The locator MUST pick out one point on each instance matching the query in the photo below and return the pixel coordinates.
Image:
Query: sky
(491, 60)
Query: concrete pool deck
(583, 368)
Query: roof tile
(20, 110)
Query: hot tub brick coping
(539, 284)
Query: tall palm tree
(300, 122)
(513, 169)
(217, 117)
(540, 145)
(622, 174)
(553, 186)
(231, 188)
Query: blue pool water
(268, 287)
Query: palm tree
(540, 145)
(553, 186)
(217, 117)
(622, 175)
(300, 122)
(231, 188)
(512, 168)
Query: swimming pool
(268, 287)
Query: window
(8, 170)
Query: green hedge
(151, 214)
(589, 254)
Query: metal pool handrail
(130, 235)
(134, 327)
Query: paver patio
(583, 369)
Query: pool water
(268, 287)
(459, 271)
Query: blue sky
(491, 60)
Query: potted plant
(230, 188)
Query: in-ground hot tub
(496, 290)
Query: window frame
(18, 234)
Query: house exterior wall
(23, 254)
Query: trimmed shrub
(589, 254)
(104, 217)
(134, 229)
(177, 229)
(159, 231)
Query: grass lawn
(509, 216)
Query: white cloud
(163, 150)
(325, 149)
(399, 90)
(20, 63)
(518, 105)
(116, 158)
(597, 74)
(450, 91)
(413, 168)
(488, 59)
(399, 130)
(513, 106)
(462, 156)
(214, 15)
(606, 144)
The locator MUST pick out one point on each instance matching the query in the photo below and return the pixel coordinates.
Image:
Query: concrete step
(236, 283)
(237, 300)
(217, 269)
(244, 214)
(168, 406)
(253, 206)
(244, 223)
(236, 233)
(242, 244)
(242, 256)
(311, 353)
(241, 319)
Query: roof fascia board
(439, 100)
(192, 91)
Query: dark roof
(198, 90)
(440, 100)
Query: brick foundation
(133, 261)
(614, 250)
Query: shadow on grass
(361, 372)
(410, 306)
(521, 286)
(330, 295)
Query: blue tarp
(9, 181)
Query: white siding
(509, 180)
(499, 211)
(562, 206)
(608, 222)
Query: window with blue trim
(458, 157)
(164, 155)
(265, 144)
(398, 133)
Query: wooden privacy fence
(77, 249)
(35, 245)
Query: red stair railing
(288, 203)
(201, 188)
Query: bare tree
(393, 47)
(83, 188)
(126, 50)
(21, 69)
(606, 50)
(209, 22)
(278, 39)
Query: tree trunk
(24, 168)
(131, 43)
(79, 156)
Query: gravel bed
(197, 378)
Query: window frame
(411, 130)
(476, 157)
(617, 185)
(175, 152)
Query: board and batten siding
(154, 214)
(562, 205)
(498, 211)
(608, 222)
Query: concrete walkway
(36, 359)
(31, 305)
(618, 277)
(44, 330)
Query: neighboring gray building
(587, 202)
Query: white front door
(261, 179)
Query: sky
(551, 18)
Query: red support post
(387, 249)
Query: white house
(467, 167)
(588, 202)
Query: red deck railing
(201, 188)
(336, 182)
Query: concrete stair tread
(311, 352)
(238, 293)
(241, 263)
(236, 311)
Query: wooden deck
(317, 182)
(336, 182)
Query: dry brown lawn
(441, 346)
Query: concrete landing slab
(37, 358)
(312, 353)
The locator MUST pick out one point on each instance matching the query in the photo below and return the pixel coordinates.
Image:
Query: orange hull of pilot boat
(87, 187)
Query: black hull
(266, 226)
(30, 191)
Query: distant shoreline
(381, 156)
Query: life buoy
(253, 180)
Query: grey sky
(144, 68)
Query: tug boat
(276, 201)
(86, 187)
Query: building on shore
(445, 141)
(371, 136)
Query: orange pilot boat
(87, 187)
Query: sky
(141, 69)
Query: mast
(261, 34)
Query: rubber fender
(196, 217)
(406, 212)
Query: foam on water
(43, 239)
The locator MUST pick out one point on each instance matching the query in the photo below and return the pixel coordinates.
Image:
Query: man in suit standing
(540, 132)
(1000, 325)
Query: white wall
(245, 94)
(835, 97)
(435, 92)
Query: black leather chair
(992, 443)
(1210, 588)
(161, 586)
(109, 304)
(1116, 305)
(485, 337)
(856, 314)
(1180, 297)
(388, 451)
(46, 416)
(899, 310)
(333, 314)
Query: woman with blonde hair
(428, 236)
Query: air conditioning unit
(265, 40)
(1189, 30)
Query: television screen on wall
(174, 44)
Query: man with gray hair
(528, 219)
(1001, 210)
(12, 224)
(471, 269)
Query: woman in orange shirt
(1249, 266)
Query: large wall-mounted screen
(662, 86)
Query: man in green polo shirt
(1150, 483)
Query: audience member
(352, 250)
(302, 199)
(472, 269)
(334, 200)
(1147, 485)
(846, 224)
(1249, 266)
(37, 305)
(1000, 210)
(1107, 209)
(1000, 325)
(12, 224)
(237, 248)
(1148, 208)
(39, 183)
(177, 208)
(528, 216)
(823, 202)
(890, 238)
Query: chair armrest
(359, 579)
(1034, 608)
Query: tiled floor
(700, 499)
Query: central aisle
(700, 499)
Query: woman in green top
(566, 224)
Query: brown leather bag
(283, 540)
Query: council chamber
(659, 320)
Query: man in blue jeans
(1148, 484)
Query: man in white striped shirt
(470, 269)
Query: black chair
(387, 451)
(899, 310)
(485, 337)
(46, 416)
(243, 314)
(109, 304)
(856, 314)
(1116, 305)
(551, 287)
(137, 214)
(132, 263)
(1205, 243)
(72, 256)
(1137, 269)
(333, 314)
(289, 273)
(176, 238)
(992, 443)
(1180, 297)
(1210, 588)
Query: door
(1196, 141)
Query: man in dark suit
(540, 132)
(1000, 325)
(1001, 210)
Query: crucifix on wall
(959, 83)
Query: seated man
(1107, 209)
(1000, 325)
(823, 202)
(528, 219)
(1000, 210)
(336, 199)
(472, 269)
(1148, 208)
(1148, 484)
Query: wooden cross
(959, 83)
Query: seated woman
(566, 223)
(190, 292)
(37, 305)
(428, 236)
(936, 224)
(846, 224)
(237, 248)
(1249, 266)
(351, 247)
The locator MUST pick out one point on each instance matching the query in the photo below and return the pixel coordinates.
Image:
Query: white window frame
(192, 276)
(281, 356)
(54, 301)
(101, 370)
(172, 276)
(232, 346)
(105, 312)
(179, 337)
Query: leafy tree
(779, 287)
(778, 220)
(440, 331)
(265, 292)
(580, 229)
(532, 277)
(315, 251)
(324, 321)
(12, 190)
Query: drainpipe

****************************************

Each line above must be retyped exactly in the response.

The locator MUST pick out one point on each instance matching the query in the photo below and return the pixel coordinates.
Image:
Query: sky
(491, 60)
Query: concrete pool deck
(583, 368)
Query: roof tile
(20, 110)
Query: hot tub brick coping
(539, 284)
Query: tall palm tree
(300, 122)
(513, 169)
(217, 117)
(540, 145)
(622, 174)
(553, 186)
(231, 188)
Query: blue pool water
(268, 287)
Query: palm tree
(540, 145)
(553, 186)
(217, 117)
(622, 175)
(300, 122)
(231, 188)
(512, 168)
Query: swimming pool
(268, 287)
Query: window
(8, 170)
Query: green hedge
(151, 214)
(589, 254)
Query: metal pool handrail
(130, 235)
(134, 327)
Query: paver patio
(583, 369)
Query: pool water
(268, 287)
(459, 271)
Query: blue sky
(491, 60)
Query: potted plant
(230, 188)
Query: in-ground hot tub
(496, 290)
Query: window frame
(18, 234)
Query: house exterior wall
(23, 254)
Query: trimmed shrub
(589, 254)
(104, 217)
(134, 229)
(177, 229)
(159, 231)
Query: grass lawn
(509, 216)
Query: white cloud
(163, 150)
(325, 149)
(399, 90)
(20, 63)
(518, 105)
(116, 158)
(597, 74)
(450, 91)
(413, 168)
(488, 59)
(399, 130)
(513, 106)
(462, 156)
(214, 15)
(606, 144)
The locator MUST pick out one point on each instance matching the query in the photo below and return the pixel coordinates.
Image:
Query: concrete step
(236, 283)
(237, 300)
(217, 269)
(244, 214)
(168, 406)
(253, 206)
(244, 223)
(236, 233)
(242, 244)
(242, 256)
(311, 353)
(241, 319)
Query: roof fascia board
(439, 100)
(192, 91)
Query: dark roof
(198, 90)
(440, 100)
Query: brick foundation
(133, 261)
(614, 250)
Query: shadow on grass
(361, 372)
(410, 306)
(521, 286)
(330, 295)
Query: blue tarp
(9, 181)
Query: white siding
(509, 180)
(499, 211)
(562, 206)
(608, 222)
Query: window with blue trim
(458, 157)
(164, 155)
(265, 144)
(398, 133)
Query: wooden privacy fence
(77, 249)
(35, 245)
Query: red stair railing
(288, 203)
(201, 188)
Query: bare tree
(393, 47)
(83, 188)
(126, 50)
(21, 69)
(606, 50)
(209, 22)
(278, 39)
Query: tree trunk
(24, 168)
(131, 43)
(79, 156)
Query: gravel bed
(197, 378)
Query: window frame
(411, 130)
(476, 157)
(617, 185)
(175, 152)
Query: board and batten siding
(154, 214)
(562, 205)
(498, 211)
(608, 222)
Query: concrete walkway
(36, 359)
(31, 305)
(618, 277)
(44, 330)
Query: neighboring gray building
(587, 202)
Query: white front door
(261, 179)
Query: sky
(551, 18)
Query: red support post
(387, 249)
Query: white house
(467, 167)
(588, 202)
Query: red deck railing
(201, 188)
(336, 182)
Query: concrete stair tread
(311, 352)
(238, 293)
(241, 263)
(236, 311)
Query: wooden deck
(317, 182)
(336, 182)
Query: dry brown lawn
(441, 346)
Query: concrete landing slab
(37, 358)
(312, 353)
The locator MUST pick out one point on each instance matching the query in the photo below and return the pixel coordinates.
Image:
Query: orange hull of pilot boat
(87, 187)
Query: black hull
(266, 226)
(30, 191)
Query: distant shoreline
(381, 156)
Query: life buoy
(253, 180)
Query: grey sky
(144, 68)
Query: tug boat
(276, 201)
(86, 187)
Query: building on shore
(445, 141)
(371, 136)
Query: orange pilot boat
(87, 187)
Query: sky
(141, 69)
Query: mast
(261, 34)
Query: rubber fender
(196, 217)
(406, 212)
Query: foam on water
(43, 239)
The locator MUST pick out one point on each instance matching the query in the photo below and return the pixel coordinates.
Image:
Query: man in suit standing
(540, 132)
(1000, 325)
Query: white wall
(245, 94)
(835, 97)
(435, 92)
Query: black leather chair
(992, 443)
(1210, 588)
(161, 586)
(109, 304)
(1116, 305)
(485, 337)
(856, 314)
(1180, 297)
(388, 451)
(46, 416)
(899, 310)
(333, 314)
Query: woman with blonde hair
(428, 236)
Query: air conditioning unit
(265, 40)
(1189, 30)
Query: television screen on wall
(174, 44)
Query: man with gray hair
(528, 219)
(1001, 210)
(12, 224)
(471, 269)
Query: woman in orange shirt
(1249, 266)
Query: large wall-mounted screen
(662, 86)
Query: man in green polo shirt
(1150, 483)
Query: audience member
(352, 250)
(302, 199)
(472, 269)
(334, 200)
(1147, 485)
(846, 224)
(1249, 266)
(37, 305)
(1000, 210)
(1107, 209)
(1000, 325)
(12, 224)
(237, 248)
(1148, 208)
(39, 183)
(177, 208)
(528, 216)
(823, 202)
(890, 238)
Query: chair armrest
(359, 579)
(1034, 608)
Query: tiled floor
(700, 499)
Query: central aisle
(700, 499)
Query: woman in green top
(566, 224)
Query: brown leather bag
(283, 540)
Query: council chamber
(659, 320)
Query: man in blue jeans
(1148, 484)
Query: man in white striped shirt
(470, 269)
Query: black chair
(387, 451)
(899, 310)
(485, 337)
(46, 416)
(243, 314)
(109, 304)
(856, 314)
(1116, 305)
(551, 287)
(137, 214)
(132, 263)
(1205, 243)
(72, 256)
(1137, 269)
(333, 314)
(289, 273)
(176, 238)
(992, 443)
(1180, 297)
(1210, 588)
Query: door
(1196, 141)
Query: man in dark suit
(540, 132)
(1000, 325)
(1001, 210)
Query: crucifix on wall
(959, 83)
Query: seated man
(1107, 209)
(1000, 325)
(823, 202)
(528, 219)
(1000, 210)
(336, 199)
(472, 269)
(1148, 208)
(1148, 484)
Query: wooden cross
(959, 83)
Query: seated woman
(566, 223)
(190, 292)
(37, 305)
(428, 236)
(936, 224)
(846, 224)
(237, 248)
(1249, 266)
(351, 247)
The locator MUST pick out one point on each instance matching the query in the photo below and return the pixel coordinates.
Image:
Query: white window frame
(192, 276)
(281, 356)
(54, 301)
(101, 370)
(172, 276)
(232, 346)
(105, 312)
(179, 337)
Query: leafy tree
(779, 287)
(778, 220)
(440, 331)
(265, 292)
(580, 229)
(532, 277)
(315, 251)
(324, 321)
(12, 190)
Query: drainpipe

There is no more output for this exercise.